Each line below that carries the string "white" must appear in the answer.

*** RECORD EXTRACTS

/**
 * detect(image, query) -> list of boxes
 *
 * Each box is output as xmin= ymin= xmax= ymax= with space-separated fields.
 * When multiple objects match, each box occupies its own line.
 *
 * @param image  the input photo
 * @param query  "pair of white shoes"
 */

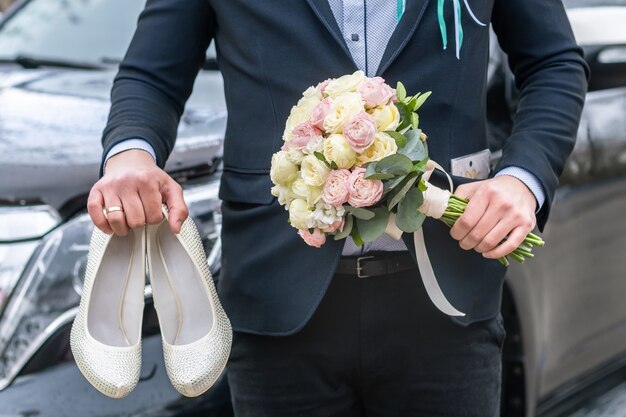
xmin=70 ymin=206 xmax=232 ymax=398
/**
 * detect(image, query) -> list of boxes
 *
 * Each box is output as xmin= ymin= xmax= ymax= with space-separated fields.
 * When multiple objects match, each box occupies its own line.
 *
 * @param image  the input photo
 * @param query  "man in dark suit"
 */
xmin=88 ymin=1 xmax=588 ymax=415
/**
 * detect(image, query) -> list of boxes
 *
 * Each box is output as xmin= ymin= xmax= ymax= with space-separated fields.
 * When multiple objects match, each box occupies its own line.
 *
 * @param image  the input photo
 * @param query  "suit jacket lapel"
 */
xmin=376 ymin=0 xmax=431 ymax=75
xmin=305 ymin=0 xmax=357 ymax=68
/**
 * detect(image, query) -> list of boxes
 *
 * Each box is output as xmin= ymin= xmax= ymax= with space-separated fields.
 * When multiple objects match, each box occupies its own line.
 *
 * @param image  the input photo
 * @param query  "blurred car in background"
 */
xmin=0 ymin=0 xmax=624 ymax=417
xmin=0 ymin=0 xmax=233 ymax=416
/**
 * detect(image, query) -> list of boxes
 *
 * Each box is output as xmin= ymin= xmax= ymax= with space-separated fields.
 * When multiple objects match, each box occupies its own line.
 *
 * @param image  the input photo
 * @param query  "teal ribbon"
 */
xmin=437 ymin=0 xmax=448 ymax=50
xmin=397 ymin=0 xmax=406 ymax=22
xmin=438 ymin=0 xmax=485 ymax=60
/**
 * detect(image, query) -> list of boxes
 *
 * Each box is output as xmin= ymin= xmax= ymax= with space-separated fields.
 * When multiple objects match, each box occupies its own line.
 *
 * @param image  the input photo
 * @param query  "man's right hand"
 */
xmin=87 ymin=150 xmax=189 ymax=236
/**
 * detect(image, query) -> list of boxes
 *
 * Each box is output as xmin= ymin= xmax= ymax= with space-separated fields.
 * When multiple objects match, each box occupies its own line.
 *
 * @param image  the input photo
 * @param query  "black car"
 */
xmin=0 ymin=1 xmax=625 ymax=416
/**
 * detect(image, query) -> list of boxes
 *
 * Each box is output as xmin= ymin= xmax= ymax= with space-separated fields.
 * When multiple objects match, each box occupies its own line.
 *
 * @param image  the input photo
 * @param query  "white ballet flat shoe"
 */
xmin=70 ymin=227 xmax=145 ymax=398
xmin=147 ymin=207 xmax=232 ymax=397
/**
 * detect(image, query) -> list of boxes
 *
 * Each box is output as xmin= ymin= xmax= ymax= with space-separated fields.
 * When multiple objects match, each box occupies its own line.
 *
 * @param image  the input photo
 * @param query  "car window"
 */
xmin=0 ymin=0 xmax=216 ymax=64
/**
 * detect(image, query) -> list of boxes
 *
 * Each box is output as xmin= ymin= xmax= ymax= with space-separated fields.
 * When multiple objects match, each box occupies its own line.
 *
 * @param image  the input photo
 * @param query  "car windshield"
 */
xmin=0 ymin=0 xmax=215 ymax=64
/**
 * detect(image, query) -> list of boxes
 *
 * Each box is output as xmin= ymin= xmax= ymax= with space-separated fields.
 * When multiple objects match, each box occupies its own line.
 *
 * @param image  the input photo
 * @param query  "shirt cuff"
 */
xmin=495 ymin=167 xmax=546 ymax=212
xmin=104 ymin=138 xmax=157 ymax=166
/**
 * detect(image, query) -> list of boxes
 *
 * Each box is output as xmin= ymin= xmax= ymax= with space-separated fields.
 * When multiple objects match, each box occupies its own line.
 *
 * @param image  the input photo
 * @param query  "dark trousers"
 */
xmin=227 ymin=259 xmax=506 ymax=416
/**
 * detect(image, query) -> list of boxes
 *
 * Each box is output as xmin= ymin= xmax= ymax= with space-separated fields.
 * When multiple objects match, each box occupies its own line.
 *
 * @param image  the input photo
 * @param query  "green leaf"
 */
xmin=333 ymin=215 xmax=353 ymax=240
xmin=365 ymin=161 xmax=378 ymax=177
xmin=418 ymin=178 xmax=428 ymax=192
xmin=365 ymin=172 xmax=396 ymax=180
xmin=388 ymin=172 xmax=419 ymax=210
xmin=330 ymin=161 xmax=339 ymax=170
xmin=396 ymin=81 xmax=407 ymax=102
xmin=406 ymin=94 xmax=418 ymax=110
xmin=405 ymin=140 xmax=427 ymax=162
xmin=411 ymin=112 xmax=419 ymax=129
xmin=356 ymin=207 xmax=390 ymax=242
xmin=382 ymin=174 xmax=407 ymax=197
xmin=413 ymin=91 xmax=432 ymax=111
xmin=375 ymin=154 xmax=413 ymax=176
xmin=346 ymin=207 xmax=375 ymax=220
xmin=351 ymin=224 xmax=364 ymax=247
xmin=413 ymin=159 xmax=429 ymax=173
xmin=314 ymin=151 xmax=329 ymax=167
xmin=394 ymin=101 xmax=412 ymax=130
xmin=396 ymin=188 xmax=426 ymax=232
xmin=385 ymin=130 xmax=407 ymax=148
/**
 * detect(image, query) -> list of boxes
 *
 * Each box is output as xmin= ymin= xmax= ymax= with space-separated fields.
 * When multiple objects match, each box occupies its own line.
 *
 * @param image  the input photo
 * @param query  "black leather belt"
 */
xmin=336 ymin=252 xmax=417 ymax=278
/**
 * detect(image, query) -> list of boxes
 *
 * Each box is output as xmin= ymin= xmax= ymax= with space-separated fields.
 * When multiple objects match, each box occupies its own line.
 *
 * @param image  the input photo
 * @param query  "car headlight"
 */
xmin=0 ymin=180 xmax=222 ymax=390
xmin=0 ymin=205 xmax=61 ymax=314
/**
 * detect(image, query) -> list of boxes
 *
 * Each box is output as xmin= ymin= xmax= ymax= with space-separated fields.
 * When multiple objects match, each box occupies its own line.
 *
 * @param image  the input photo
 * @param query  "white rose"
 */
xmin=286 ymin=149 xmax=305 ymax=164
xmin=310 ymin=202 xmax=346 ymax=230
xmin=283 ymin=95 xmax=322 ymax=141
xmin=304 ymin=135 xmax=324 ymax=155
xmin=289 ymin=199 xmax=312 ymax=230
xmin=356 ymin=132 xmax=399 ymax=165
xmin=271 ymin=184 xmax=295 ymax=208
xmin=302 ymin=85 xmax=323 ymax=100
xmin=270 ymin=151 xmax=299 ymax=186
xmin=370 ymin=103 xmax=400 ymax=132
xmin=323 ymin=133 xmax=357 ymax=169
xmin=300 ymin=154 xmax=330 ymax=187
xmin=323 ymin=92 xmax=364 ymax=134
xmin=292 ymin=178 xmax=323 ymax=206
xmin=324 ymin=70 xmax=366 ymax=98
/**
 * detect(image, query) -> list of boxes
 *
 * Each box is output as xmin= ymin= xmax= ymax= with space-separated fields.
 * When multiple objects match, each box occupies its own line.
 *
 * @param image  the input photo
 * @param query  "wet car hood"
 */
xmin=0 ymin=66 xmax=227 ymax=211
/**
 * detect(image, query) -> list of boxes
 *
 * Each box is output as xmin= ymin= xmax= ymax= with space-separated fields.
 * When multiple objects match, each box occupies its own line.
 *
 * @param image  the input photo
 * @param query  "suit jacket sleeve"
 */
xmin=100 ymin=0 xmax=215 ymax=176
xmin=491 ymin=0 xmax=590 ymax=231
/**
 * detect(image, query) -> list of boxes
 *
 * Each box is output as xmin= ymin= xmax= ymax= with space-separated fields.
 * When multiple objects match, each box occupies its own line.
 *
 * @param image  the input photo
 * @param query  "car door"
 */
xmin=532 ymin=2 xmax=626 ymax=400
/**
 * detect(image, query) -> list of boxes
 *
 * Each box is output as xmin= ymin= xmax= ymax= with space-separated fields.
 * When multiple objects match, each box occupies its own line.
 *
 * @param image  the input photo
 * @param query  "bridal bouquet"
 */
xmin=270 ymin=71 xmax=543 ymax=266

******

**TASK SOLUTION**
 * @param query  "pair of white shoes"
 * @param query  "white ballet flat shoe"
 * @param query  "white rose"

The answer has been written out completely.